▶ _EXERCISE_
Reproduce the data verbatim, everything from the line containing "such as <point>213,254</point>" down to the line containing "target | sky", both of those lines included, and nothing else.
-- start of DATASET EXCERPTS --
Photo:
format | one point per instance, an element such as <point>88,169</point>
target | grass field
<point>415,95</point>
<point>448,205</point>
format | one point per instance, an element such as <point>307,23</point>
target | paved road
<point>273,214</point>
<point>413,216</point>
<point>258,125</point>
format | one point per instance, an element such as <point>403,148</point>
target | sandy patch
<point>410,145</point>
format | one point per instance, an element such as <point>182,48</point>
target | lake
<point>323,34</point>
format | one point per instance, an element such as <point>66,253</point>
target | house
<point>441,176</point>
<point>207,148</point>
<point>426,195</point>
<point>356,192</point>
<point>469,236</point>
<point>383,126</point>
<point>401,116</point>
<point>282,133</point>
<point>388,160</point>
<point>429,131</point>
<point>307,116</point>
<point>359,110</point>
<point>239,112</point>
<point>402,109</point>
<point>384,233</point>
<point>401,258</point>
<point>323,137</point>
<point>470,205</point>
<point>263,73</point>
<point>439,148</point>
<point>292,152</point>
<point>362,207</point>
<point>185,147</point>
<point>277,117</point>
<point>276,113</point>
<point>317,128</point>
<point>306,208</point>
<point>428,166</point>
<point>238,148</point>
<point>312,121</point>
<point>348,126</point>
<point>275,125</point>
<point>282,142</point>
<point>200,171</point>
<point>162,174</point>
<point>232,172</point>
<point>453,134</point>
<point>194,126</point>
-- end of DATASET EXCERPTS --
-- start of DATASET EXCERPTS --
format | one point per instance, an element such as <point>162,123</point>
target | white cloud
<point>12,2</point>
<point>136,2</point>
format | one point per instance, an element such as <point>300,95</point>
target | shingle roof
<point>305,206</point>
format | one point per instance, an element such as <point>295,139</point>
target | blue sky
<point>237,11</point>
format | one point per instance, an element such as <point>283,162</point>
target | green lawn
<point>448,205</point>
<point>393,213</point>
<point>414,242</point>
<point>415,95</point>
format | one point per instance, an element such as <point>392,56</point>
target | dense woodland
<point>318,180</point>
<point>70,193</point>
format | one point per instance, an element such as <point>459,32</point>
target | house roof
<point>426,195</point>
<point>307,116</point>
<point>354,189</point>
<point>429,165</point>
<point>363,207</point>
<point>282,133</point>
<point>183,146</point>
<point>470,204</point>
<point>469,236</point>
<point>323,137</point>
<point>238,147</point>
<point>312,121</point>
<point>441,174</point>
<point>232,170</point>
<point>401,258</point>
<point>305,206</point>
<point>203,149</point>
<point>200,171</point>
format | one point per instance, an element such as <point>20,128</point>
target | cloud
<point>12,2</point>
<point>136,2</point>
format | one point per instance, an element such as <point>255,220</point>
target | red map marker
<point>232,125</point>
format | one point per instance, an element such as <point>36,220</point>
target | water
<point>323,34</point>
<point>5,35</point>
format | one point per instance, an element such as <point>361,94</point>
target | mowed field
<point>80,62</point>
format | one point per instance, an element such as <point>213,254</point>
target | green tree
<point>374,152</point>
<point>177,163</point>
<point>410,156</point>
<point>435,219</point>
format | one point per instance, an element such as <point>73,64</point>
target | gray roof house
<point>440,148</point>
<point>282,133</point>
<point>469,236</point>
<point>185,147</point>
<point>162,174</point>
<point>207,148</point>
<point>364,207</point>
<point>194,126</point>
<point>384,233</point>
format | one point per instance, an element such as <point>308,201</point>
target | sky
-- end of DATASET EXCERPTS --
▶ _RESULT OF THIS TASK_
format | one point per instance, an element such as <point>213,254</point>
target | green tree
<point>374,152</point>
<point>177,163</point>
<point>410,156</point>
<point>435,219</point>
format | one point per instance, an element such as <point>73,64</point>
target | gray roof house
<point>440,148</point>
<point>282,133</point>
<point>469,236</point>
<point>185,147</point>
<point>162,174</point>
<point>207,148</point>
<point>364,207</point>
<point>194,126</point>
<point>384,233</point>
format | one point per instance, an element such as <point>308,201</point>
target | sky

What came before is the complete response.